TASK PROMPT
Every record listed below should be copied exactly.

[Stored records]
---

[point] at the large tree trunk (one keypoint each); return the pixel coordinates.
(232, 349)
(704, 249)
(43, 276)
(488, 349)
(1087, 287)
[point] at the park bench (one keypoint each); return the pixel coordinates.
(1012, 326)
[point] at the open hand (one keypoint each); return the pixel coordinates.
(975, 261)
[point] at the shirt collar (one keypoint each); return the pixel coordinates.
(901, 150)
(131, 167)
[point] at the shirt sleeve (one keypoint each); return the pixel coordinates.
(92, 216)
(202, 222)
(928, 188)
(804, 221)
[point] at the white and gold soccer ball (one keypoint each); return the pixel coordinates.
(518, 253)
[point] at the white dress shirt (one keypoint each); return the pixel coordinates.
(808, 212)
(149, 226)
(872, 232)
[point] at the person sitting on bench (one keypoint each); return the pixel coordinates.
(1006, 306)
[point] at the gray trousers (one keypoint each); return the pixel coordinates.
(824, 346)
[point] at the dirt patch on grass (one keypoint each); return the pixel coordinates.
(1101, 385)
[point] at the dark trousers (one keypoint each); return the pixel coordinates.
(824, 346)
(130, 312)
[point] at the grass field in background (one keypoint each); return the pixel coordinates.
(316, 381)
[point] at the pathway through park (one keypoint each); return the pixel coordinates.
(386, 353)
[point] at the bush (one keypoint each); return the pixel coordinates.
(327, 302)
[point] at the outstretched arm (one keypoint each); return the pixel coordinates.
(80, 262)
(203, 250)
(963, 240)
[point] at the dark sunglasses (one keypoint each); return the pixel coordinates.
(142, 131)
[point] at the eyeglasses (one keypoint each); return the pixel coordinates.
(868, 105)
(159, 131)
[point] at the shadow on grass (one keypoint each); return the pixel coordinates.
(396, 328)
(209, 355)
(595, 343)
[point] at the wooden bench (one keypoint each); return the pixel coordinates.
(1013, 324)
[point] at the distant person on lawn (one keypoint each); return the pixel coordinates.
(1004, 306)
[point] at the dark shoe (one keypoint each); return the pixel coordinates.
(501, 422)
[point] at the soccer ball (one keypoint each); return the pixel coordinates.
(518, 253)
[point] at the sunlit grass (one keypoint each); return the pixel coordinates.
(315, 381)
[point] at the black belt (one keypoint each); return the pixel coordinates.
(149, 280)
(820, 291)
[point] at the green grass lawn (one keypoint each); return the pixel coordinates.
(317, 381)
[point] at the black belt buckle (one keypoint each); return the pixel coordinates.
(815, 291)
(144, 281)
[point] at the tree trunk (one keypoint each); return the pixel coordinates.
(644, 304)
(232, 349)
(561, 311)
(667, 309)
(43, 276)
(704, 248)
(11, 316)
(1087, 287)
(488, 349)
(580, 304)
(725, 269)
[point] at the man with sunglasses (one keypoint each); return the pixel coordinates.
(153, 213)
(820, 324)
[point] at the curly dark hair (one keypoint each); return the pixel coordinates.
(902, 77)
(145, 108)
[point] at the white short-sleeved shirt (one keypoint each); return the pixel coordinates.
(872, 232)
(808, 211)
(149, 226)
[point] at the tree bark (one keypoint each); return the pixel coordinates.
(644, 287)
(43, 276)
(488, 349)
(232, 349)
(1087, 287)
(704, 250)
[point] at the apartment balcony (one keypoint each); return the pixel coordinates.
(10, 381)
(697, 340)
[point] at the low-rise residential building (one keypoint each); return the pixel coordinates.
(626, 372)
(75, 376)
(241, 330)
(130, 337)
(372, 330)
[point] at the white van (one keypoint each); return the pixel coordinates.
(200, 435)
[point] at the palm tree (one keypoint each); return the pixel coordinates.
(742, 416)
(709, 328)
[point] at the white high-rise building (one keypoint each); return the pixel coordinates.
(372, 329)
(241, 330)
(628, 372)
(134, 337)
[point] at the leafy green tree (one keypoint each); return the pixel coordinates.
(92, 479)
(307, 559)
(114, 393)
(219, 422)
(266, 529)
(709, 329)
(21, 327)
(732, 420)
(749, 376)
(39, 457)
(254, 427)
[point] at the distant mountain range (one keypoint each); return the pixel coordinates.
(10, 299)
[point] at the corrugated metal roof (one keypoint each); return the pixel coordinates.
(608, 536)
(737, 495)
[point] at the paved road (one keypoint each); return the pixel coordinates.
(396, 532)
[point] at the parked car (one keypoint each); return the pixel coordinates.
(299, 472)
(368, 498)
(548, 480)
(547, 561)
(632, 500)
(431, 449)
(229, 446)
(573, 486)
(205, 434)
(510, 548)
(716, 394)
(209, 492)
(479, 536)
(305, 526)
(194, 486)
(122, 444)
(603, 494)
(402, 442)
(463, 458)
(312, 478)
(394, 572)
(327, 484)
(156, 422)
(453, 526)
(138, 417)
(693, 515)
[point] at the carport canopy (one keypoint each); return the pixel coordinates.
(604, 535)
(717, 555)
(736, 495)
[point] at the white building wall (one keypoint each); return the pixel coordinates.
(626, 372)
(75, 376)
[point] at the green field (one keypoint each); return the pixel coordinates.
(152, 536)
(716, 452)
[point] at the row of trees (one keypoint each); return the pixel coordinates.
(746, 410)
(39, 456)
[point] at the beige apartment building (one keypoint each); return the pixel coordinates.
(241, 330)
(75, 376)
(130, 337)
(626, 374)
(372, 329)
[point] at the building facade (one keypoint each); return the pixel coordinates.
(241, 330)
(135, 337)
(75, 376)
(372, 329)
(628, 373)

---

EXERCISE RESULT
[point] at the large tree trunk (one keypoint each); return the pixel coordinates.
(232, 349)
(704, 249)
(43, 276)
(488, 349)
(1087, 287)
[point] at the park bench (one keypoint each); return the pixel coordinates.
(1012, 326)
[point] at the open hand (one keypoint each); return the pixel coordinates.
(975, 261)
[point] at the shirt collar (one keypoint each); return the pixel coordinates.
(901, 150)
(131, 167)
[point] at the shirt sleeve (one keypoint each); return the pixel coordinates.
(92, 216)
(202, 222)
(928, 188)
(804, 221)
[point] at the white and gold soccer ball (one keypoint each); return the pixel coordinates.
(518, 253)
[point] at the white dress shirt (one keypoint each); return the pixel coordinates.
(808, 212)
(149, 226)
(872, 232)
[point] at the person sitting on bench (one keypoint each); return the pixel coordinates.
(1006, 306)
[point] at the gray trousers (one keypoint each); return the pixel coordinates.
(824, 346)
[point] at the dirt patch on grass (one keypoint each); return the pixel coordinates.
(1101, 385)
[point] at the dark trousers (one keypoint each); return the pixel coordinates.
(824, 346)
(130, 312)
[point] at the grass field in background (one keypoint each); return the pixel coordinates.
(316, 381)
[point] at the pathway through park (one keypoint each); return the pixel coordinates.
(386, 353)
[point] at the bush (one keypoint each); return the pixel coordinates.
(327, 302)
[point] at the outstretched arm (one keypoint each); return the pixel coordinates.
(80, 262)
(203, 250)
(963, 240)
[point] at the dark sunglasses (one keypoint each); return the pixel coordinates.
(142, 131)
[point] at the eyeglasses (one keypoint each); return the pixel coordinates.
(868, 105)
(159, 131)
[point] at the shadow on grass (one keypoint each); return the pixel coordinates.
(396, 328)
(209, 355)
(595, 343)
[point] at the wooden bench (one keypoint each); return the pixel coordinates.
(1013, 324)
[point] at the distant person on lawn (one keypoint each); return the pixel coordinates.
(1004, 306)
[point] at the dark shoe (one keypoint each); return the pixel coordinates.
(501, 422)
[point] at the soccer ball (one keypoint each); return the pixel coordinates.
(518, 253)
[point] at the sunlit grass (one keypoint each); return the pixel coordinates.
(315, 381)
[point] at the black belt (one keypoint each); return the pixel coordinates.
(149, 280)
(820, 291)
[point] at the green grass lawn (one keypoint each); return the pixel coordinates.
(317, 381)
[point] at the black belt buckle (one keypoint each); return the pixel coordinates.
(815, 291)
(144, 281)
[point] at the tree trunk (one keypoint each); return the pixel coordinates.
(644, 304)
(232, 349)
(561, 311)
(667, 309)
(43, 276)
(704, 248)
(11, 316)
(1087, 287)
(488, 349)
(580, 304)
(725, 269)
[point] at the man with sunglasses (one keypoint each); return the pixel coordinates.
(153, 213)
(820, 324)
[point] at the curly dark hair (one keypoint each); return the pixel coordinates.
(902, 77)
(145, 108)
[point] at the white short-sleeved shirt (one keypoint each); return the pixel coordinates.
(872, 232)
(808, 211)
(149, 226)
[point] at the tree bark (one keypoint each); return the pixel coordinates.
(644, 287)
(43, 276)
(488, 349)
(232, 349)
(1087, 287)
(704, 250)
[point] at the apartment balcony (one keypoint each); return the pixel coordinates.
(10, 381)
(697, 340)
[point] at the low-rise residential building (one keypoint each); return the pixel coordinates.
(626, 372)
(75, 376)
(241, 330)
(130, 337)
(372, 330)
[point] at the white van (one keypoint each); return the pixel coordinates.
(200, 435)
[point] at the palm tree (one keypoint each); return the pixel coordinates.
(742, 416)
(709, 328)
[point] at the white high-rise building (one keypoint each); return the pixel coordinates.
(372, 329)
(241, 330)
(628, 372)
(134, 337)
[point] at the leafy green tree (one keypoint each); return the pixel coordinates.
(92, 479)
(307, 559)
(114, 393)
(219, 422)
(266, 529)
(709, 329)
(21, 327)
(732, 420)
(749, 376)
(39, 457)
(254, 427)
[point] at the distant mountain range (one keypoint each); return the pixel coordinates.
(10, 299)
[point] at the corrugated metal roof (one keypoint each); return the pixel coordinates.
(608, 536)
(737, 495)
[point] at the paved road (one keypoint each); return the pixel coordinates.
(396, 532)
[point] at the parked car (one keypoint each); return the pixel coordinates.
(299, 472)
(368, 498)
(548, 480)
(547, 561)
(632, 500)
(431, 449)
(229, 446)
(573, 486)
(205, 434)
(510, 548)
(716, 394)
(209, 492)
(479, 536)
(305, 526)
(194, 486)
(122, 444)
(603, 494)
(402, 442)
(463, 458)
(312, 478)
(394, 572)
(327, 484)
(156, 422)
(453, 526)
(138, 417)
(693, 515)
[point] at the carport canopy (one keypoint each); return the pixel coordinates.
(604, 535)
(717, 555)
(736, 495)
[point] at the white building wall (one keypoint each); return the pixel coordinates.
(626, 372)
(75, 376)
[point] at the green field (one keypoint each); return the pixel coordinates.
(152, 536)
(716, 452)
[point] at the row of trees (one keypoint each); return the pixel coordinates.
(746, 410)
(39, 456)
[point] at the beige apartment building (one keypoint each); return the pixel coordinates.
(241, 330)
(75, 376)
(130, 337)
(626, 374)
(372, 329)
[point] at the building facade (one keypoint each); return the pixel coordinates.
(241, 330)
(135, 337)
(75, 376)
(372, 329)
(628, 373)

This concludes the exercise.